-- PROVIDED ENTRIES --

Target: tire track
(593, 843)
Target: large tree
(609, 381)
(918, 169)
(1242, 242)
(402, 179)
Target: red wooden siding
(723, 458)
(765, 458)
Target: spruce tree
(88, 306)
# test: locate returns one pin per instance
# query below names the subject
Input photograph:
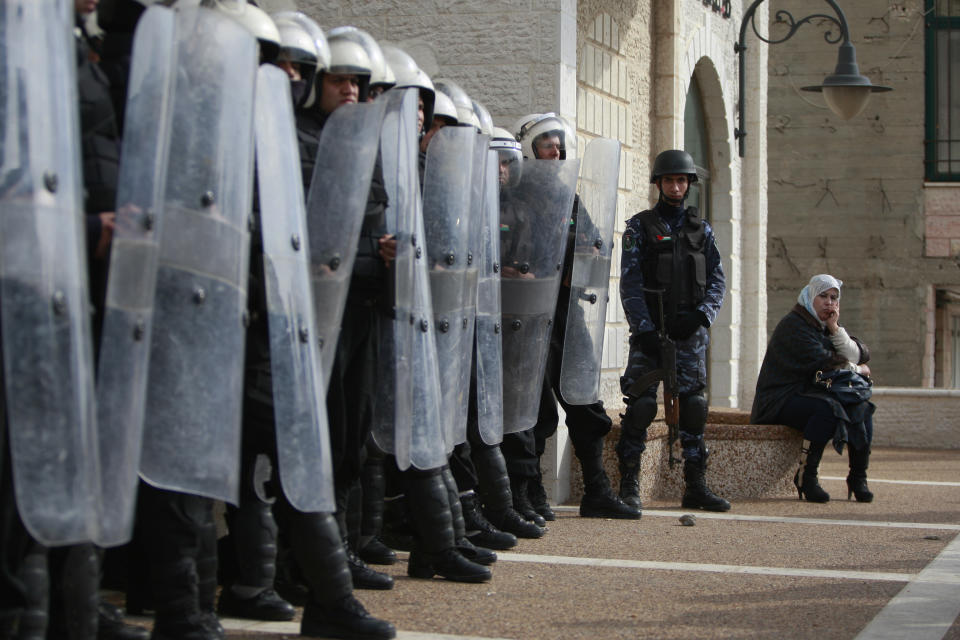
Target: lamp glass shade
(846, 101)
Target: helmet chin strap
(673, 202)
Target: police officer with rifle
(671, 287)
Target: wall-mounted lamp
(845, 91)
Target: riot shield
(299, 404)
(407, 408)
(44, 311)
(489, 364)
(474, 247)
(336, 202)
(191, 439)
(534, 219)
(128, 315)
(448, 179)
(590, 278)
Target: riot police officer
(548, 137)
(669, 248)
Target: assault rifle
(668, 373)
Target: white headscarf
(818, 284)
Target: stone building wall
(848, 198)
(618, 69)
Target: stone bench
(746, 460)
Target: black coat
(798, 349)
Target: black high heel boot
(857, 477)
(809, 486)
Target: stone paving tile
(744, 543)
(539, 600)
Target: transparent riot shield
(590, 278)
(448, 179)
(336, 202)
(407, 409)
(489, 363)
(191, 437)
(299, 403)
(471, 282)
(44, 309)
(128, 315)
(534, 220)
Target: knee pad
(693, 414)
(639, 414)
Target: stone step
(746, 460)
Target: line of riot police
(331, 287)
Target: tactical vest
(674, 262)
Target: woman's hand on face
(832, 321)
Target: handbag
(848, 386)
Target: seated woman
(809, 340)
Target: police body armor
(339, 186)
(447, 199)
(675, 263)
(407, 408)
(44, 308)
(534, 219)
(128, 314)
(192, 430)
(489, 362)
(299, 402)
(590, 277)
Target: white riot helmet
(463, 103)
(444, 108)
(298, 49)
(486, 122)
(347, 56)
(313, 29)
(529, 128)
(410, 75)
(380, 72)
(256, 21)
(510, 156)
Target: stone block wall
(746, 461)
(911, 417)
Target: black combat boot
(519, 489)
(112, 626)
(435, 552)
(857, 477)
(74, 580)
(538, 497)
(253, 532)
(344, 618)
(496, 496)
(332, 611)
(598, 500)
(370, 548)
(465, 546)
(36, 582)
(348, 520)
(697, 495)
(479, 530)
(809, 486)
(363, 576)
(207, 570)
(630, 483)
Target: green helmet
(673, 162)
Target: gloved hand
(649, 343)
(687, 324)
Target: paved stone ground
(772, 568)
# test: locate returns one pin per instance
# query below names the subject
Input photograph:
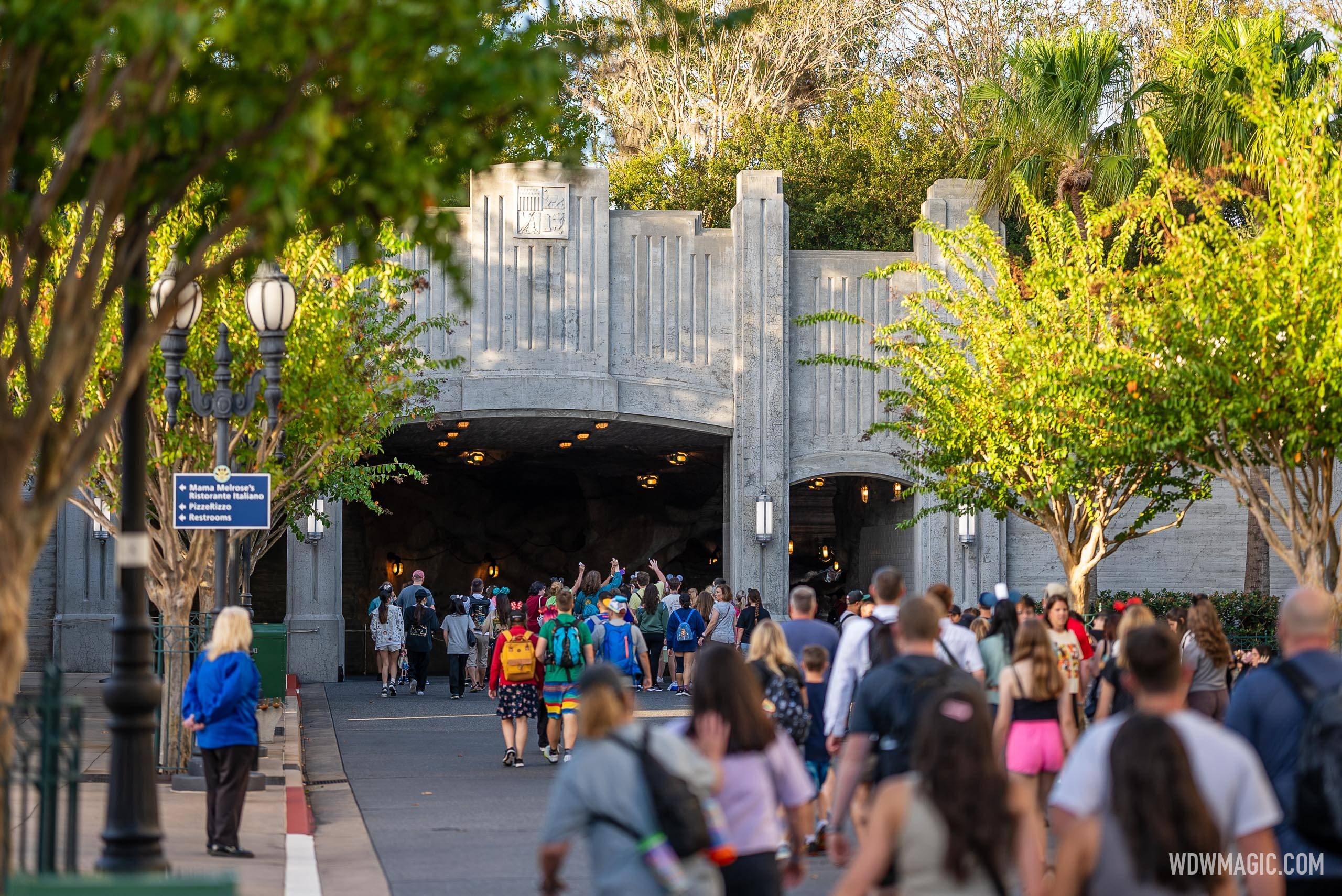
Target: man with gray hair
(803, 629)
(1270, 710)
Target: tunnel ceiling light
(764, 518)
(315, 522)
(968, 528)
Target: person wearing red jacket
(535, 597)
(517, 699)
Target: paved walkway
(442, 812)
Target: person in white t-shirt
(1227, 772)
(956, 644)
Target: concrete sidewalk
(181, 815)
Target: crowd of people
(928, 748)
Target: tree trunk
(1079, 583)
(1258, 560)
(175, 742)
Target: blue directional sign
(222, 501)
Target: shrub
(1249, 617)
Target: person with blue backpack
(566, 647)
(685, 628)
(623, 646)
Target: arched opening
(843, 529)
(520, 499)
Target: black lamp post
(270, 306)
(132, 839)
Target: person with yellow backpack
(514, 679)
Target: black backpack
(677, 809)
(1318, 765)
(882, 646)
(909, 694)
(783, 703)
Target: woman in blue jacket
(221, 707)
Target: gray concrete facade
(590, 313)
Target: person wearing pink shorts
(1035, 726)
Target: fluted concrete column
(85, 595)
(759, 459)
(316, 620)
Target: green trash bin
(270, 651)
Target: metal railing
(42, 781)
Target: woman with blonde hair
(604, 793)
(219, 705)
(780, 681)
(1208, 653)
(1114, 695)
(1035, 727)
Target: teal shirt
(586, 605)
(993, 650)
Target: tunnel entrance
(518, 499)
(843, 529)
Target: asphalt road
(443, 812)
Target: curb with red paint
(301, 878)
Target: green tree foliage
(856, 179)
(1199, 102)
(1232, 357)
(355, 370)
(344, 113)
(1060, 121)
(984, 419)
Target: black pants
(655, 643)
(419, 667)
(226, 789)
(543, 730)
(753, 875)
(457, 672)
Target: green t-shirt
(552, 670)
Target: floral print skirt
(517, 702)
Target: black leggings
(419, 669)
(457, 672)
(655, 643)
(753, 875)
(227, 770)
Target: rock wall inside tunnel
(535, 516)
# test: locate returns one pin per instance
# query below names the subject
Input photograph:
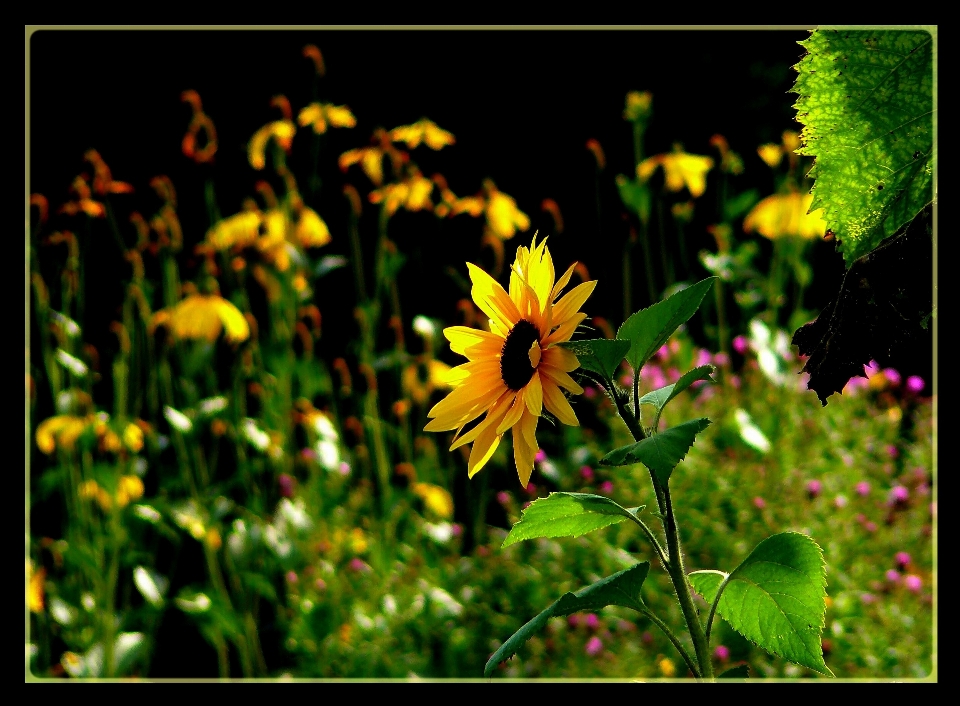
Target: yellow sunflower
(516, 369)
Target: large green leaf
(649, 328)
(599, 355)
(661, 452)
(866, 103)
(775, 598)
(568, 515)
(622, 588)
(660, 397)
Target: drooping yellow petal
(533, 395)
(492, 299)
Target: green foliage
(661, 452)
(866, 103)
(775, 598)
(659, 398)
(599, 355)
(622, 589)
(568, 515)
(649, 328)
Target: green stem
(682, 585)
(691, 664)
(713, 606)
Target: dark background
(522, 105)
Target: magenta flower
(898, 495)
(285, 481)
(594, 646)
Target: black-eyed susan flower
(425, 131)
(785, 215)
(324, 115)
(203, 316)
(515, 369)
(503, 216)
(679, 170)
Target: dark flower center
(515, 368)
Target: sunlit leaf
(661, 452)
(622, 589)
(866, 103)
(568, 515)
(775, 598)
(649, 328)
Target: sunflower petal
(533, 395)
(492, 299)
(572, 301)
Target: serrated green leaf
(866, 103)
(659, 398)
(661, 452)
(568, 515)
(775, 598)
(599, 355)
(649, 328)
(622, 589)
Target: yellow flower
(515, 369)
(322, 115)
(503, 216)
(63, 429)
(311, 230)
(130, 488)
(437, 500)
(413, 193)
(204, 316)
(679, 169)
(426, 131)
(282, 131)
(370, 159)
(35, 591)
(238, 231)
(785, 215)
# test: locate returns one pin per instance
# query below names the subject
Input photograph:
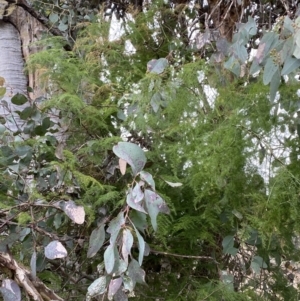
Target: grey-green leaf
(269, 71)
(147, 177)
(98, 287)
(127, 242)
(136, 273)
(132, 154)
(290, 65)
(155, 204)
(109, 258)
(96, 241)
(113, 287)
(141, 245)
(115, 226)
(13, 287)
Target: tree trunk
(11, 68)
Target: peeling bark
(11, 68)
(30, 31)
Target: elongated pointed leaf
(290, 65)
(133, 201)
(98, 287)
(136, 273)
(127, 242)
(109, 258)
(147, 177)
(141, 245)
(55, 249)
(154, 204)
(96, 241)
(74, 212)
(269, 71)
(33, 264)
(132, 154)
(114, 286)
(115, 226)
(120, 295)
(13, 287)
(139, 219)
(122, 165)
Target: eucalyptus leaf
(141, 245)
(132, 154)
(127, 243)
(154, 205)
(97, 239)
(13, 287)
(135, 272)
(114, 286)
(55, 250)
(98, 287)
(109, 258)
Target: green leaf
(155, 102)
(12, 286)
(134, 198)
(128, 283)
(114, 286)
(290, 65)
(62, 26)
(120, 267)
(115, 226)
(269, 71)
(26, 113)
(8, 295)
(141, 245)
(53, 18)
(257, 264)
(147, 177)
(127, 242)
(97, 239)
(74, 212)
(233, 65)
(120, 296)
(228, 245)
(275, 83)
(139, 219)
(2, 91)
(19, 99)
(132, 154)
(155, 204)
(55, 250)
(296, 52)
(98, 287)
(158, 66)
(110, 258)
(136, 273)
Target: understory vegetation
(164, 170)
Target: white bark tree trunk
(12, 69)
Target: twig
(183, 256)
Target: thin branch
(184, 256)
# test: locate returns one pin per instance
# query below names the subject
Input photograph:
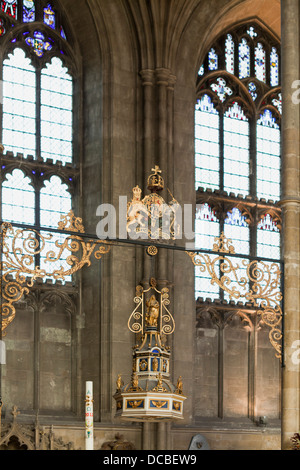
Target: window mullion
(221, 141)
(38, 113)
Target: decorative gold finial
(179, 386)
(119, 382)
(152, 311)
(155, 180)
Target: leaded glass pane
(19, 104)
(18, 199)
(252, 33)
(39, 43)
(206, 229)
(221, 89)
(252, 90)
(56, 112)
(277, 102)
(268, 239)
(206, 144)
(229, 54)
(28, 11)
(260, 62)
(212, 60)
(201, 70)
(55, 202)
(236, 151)
(10, 7)
(274, 67)
(49, 16)
(244, 59)
(237, 230)
(268, 157)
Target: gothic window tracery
(38, 163)
(237, 148)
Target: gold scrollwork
(140, 315)
(259, 285)
(20, 248)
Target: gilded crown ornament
(152, 217)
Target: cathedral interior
(187, 105)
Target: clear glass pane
(206, 144)
(207, 227)
(19, 104)
(56, 112)
(18, 199)
(268, 157)
(236, 151)
(55, 202)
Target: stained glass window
(237, 230)
(252, 33)
(244, 59)
(236, 151)
(56, 112)
(229, 53)
(39, 43)
(49, 16)
(55, 201)
(201, 70)
(207, 227)
(28, 11)
(206, 143)
(274, 67)
(252, 90)
(260, 62)
(221, 89)
(18, 199)
(238, 155)
(268, 238)
(10, 7)
(2, 28)
(277, 102)
(19, 104)
(212, 60)
(37, 117)
(268, 157)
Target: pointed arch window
(38, 69)
(237, 147)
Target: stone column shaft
(290, 203)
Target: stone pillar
(290, 203)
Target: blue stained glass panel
(39, 43)
(10, 7)
(229, 54)
(212, 60)
(244, 59)
(260, 62)
(28, 11)
(274, 67)
(49, 16)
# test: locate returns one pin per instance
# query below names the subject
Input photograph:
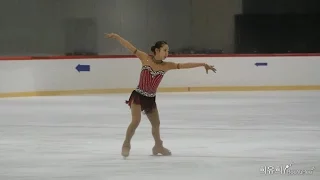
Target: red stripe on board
(13, 58)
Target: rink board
(48, 76)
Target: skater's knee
(155, 123)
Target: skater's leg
(135, 121)
(154, 119)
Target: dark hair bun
(153, 48)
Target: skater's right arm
(140, 54)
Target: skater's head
(160, 50)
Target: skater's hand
(209, 67)
(111, 35)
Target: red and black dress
(145, 92)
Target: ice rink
(212, 136)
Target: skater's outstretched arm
(140, 54)
(172, 66)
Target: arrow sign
(261, 64)
(81, 68)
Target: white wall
(59, 75)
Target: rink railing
(71, 75)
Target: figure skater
(143, 98)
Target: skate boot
(159, 149)
(126, 149)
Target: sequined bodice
(149, 81)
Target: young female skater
(143, 98)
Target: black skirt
(147, 103)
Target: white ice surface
(219, 135)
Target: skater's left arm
(173, 66)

-- INSTRUCTIONS TO FOLLOW --
Make an exact copy of every line from the one with "Target: skater's leg" to the end of the data, with the first and last of those lines included.

-- RESULT FOR THIS TASK --
Target: skater's leg
(135, 121)
(154, 119)
Target: dark hair bun
(153, 48)
Target: skater's right arm
(140, 54)
Target: skater's head
(160, 50)
Target: skater's hand
(209, 67)
(111, 35)
Target: red and black dress
(145, 92)
Target: ice rink
(212, 136)
Target: skater's outstretched arm
(140, 54)
(172, 66)
Target: arrow sign
(261, 64)
(81, 68)
Target: white wall
(59, 75)
Target: rink railing
(71, 75)
Target: figure skater
(143, 98)
Target: skate boot
(159, 149)
(126, 149)
Target: sequined bodice
(149, 81)
Target: young female skater
(143, 98)
Target: black skirt
(147, 103)
Target: white ice surface
(219, 135)
Target: skater's left arm
(173, 66)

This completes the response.